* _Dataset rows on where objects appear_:
★ ★ ★ ★

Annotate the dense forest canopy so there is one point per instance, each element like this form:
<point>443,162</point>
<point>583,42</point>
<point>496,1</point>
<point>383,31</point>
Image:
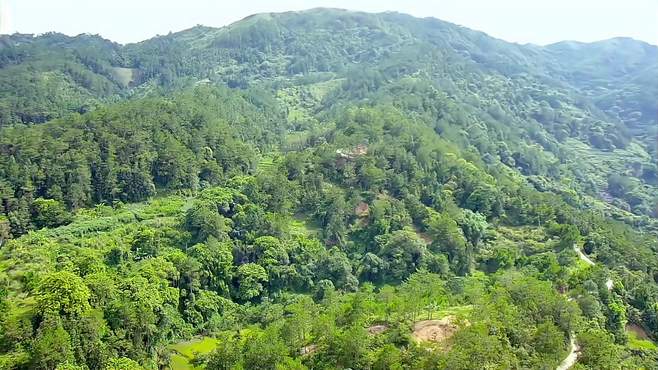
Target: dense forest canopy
<point>327,189</point>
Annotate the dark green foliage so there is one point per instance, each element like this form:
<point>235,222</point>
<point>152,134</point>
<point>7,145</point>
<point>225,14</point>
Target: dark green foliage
<point>349,151</point>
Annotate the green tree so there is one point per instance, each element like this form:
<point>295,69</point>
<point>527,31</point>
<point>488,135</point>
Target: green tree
<point>250,278</point>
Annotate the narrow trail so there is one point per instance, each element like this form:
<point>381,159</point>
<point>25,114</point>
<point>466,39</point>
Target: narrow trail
<point>572,357</point>
<point>574,350</point>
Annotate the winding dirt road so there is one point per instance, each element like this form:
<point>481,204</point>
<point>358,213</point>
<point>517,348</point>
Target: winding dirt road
<point>574,351</point>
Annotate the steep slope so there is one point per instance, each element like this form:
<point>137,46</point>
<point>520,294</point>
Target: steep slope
<point>536,108</point>
<point>356,174</point>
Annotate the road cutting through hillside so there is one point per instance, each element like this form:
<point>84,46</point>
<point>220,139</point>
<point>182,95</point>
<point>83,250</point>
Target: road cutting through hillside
<point>574,350</point>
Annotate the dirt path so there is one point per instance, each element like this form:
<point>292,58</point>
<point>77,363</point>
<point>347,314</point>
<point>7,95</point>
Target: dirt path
<point>572,357</point>
<point>574,350</point>
<point>583,256</point>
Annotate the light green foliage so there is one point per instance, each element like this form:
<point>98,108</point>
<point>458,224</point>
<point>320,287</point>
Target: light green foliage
<point>256,225</point>
<point>62,294</point>
<point>250,279</point>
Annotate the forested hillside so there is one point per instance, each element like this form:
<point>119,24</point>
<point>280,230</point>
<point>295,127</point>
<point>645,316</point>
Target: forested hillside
<point>327,189</point>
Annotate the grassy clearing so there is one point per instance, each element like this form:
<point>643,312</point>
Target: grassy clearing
<point>185,352</point>
<point>457,311</point>
<point>124,75</point>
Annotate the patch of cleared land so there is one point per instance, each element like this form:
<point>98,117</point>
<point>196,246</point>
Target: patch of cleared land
<point>436,331</point>
<point>124,75</point>
<point>185,352</point>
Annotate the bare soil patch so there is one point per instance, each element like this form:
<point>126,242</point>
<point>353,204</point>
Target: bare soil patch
<point>436,331</point>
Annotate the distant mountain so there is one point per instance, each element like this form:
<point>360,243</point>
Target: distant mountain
<point>539,107</point>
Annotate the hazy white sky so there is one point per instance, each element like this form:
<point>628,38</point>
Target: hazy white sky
<point>536,21</point>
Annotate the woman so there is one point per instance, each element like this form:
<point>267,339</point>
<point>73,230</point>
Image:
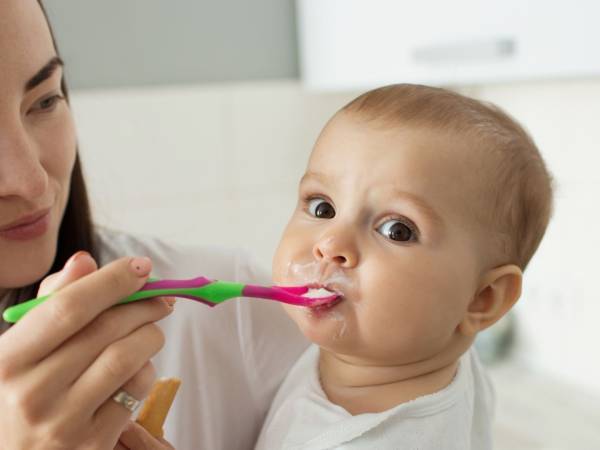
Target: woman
<point>61,366</point>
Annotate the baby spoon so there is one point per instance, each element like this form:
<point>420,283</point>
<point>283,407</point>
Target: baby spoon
<point>204,290</point>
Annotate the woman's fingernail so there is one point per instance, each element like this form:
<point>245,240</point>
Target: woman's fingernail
<point>75,257</point>
<point>170,301</point>
<point>141,266</point>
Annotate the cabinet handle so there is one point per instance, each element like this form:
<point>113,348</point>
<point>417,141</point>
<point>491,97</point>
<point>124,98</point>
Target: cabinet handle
<point>472,51</point>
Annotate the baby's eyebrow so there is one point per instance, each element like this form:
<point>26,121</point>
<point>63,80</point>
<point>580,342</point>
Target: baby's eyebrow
<point>318,176</point>
<point>423,207</point>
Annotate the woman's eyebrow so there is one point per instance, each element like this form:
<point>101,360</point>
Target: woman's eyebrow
<point>44,73</point>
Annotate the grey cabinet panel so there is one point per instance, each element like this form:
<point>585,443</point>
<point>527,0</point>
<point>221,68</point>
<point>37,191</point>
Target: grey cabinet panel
<point>112,43</point>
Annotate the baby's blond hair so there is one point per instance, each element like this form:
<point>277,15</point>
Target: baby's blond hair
<point>518,185</point>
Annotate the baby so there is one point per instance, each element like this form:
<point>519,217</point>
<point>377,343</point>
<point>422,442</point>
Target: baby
<point>421,208</point>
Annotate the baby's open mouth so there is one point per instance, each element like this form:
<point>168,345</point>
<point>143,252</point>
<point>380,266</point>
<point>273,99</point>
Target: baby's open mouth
<point>317,291</point>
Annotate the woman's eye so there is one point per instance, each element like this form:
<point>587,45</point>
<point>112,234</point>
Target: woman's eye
<point>47,103</point>
<point>321,209</point>
<point>397,231</point>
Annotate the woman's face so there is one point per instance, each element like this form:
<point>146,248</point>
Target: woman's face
<point>37,145</point>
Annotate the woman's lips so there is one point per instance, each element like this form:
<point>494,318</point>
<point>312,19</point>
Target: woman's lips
<point>28,228</point>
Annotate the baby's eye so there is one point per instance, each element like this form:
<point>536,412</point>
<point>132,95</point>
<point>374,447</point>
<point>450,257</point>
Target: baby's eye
<point>397,231</point>
<point>320,208</point>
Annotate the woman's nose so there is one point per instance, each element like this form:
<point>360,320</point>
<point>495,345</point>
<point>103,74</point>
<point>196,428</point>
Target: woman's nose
<point>21,171</point>
<point>340,248</point>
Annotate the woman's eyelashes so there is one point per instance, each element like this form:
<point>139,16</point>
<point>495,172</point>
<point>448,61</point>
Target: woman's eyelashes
<point>398,230</point>
<point>46,104</point>
<point>320,208</point>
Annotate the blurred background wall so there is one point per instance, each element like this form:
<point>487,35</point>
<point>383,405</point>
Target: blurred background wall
<point>195,126</point>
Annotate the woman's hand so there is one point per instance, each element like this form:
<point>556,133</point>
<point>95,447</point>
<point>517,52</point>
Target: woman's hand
<point>61,364</point>
<point>135,437</point>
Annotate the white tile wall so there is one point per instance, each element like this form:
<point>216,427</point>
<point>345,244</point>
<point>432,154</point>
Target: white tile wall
<point>220,163</point>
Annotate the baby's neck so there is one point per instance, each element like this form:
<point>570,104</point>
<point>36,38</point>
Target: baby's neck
<point>362,388</point>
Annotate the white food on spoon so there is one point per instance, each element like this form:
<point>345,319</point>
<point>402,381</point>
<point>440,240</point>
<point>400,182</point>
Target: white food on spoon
<point>318,293</point>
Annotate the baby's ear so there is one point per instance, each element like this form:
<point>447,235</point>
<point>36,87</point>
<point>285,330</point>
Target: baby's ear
<point>498,292</point>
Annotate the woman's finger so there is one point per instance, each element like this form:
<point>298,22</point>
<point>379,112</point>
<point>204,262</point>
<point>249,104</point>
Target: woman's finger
<point>135,437</point>
<point>78,266</point>
<point>74,357</point>
<point>113,416</point>
<point>117,364</point>
<point>72,308</point>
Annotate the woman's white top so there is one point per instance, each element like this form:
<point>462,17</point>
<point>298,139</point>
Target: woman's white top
<point>231,358</point>
<point>456,418</point>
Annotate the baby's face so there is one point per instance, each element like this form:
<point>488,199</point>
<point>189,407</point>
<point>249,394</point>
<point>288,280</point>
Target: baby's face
<point>382,218</point>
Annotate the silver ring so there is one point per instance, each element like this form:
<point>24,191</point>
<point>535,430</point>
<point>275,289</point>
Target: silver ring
<point>125,399</point>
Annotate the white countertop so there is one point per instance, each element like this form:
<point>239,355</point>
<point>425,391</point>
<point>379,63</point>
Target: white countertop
<point>536,412</point>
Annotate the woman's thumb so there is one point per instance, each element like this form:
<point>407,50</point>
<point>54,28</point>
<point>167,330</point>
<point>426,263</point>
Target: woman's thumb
<point>78,266</point>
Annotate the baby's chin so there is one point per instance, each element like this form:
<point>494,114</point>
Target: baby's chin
<point>327,326</point>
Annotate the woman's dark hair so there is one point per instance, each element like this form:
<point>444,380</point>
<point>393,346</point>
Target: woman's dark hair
<point>76,229</point>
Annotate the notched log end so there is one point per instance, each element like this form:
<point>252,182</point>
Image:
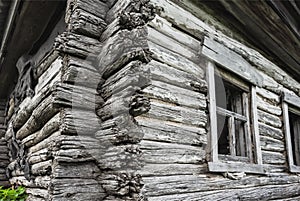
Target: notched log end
<point>138,13</point>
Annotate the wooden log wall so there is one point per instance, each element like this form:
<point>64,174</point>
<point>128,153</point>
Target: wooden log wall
<point>119,111</point>
<point>4,159</point>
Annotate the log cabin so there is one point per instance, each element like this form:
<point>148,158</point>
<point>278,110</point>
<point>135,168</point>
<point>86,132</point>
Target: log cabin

★ ★ ★ ★

* _Exercise directions_:
Output the data above as a JSON list of strings, one string per line with blank lines left out, starting at the first line and ending at the line that contains "<point>574,351</point>". Leave the pictures out.

* _Reply_:
[
  "Annotate the dense forest canopy so there is one point per instance, each element like this form:",
  "<point>443,162</point>",
  "<point>583,42</point>",
  "<point>496,1</point>",
  "<point>383,31</point>",
  "Image:",
  "Target: dense forest canopy",
  "<point>327,189</point>",
  "Annotate the dark green foliage so there is one point per instance, each element like this form:",
  "<point>235,222</point>",
  "<point>152,134</point>",
  "<point>7,145</point>",
  "<point>225,14</point>",
  "Target: dark green foliage",
  "<point>349,151</point>",
  "Annotate the green tree so there is one point per instance, each element like this form:",
  "<point>295,69</point>",
  "<point>527,31</point>",
  "<point>488,135</point>",
  "Target: green tree",
  "<point>250,278</point>",
  "Annotate the narrow trail so there is one point per instance, each element like this form:",
  "<point>381,159</point>",
  "<point>25,114</point>",
  "<point>466,39</point>",
  "Target: narrow trail",
  "<point>572,357</point>",
  "<point>574,350</point>",
  "Annotate the winding dirt road so there is one point per instance, each element like this form:",
  "<point>481,204</point>",
  "<point>358,213</point>",
  "<point>517,348</point>",
  "Target: winding dirt road",
  "<point>574,351</point>"
]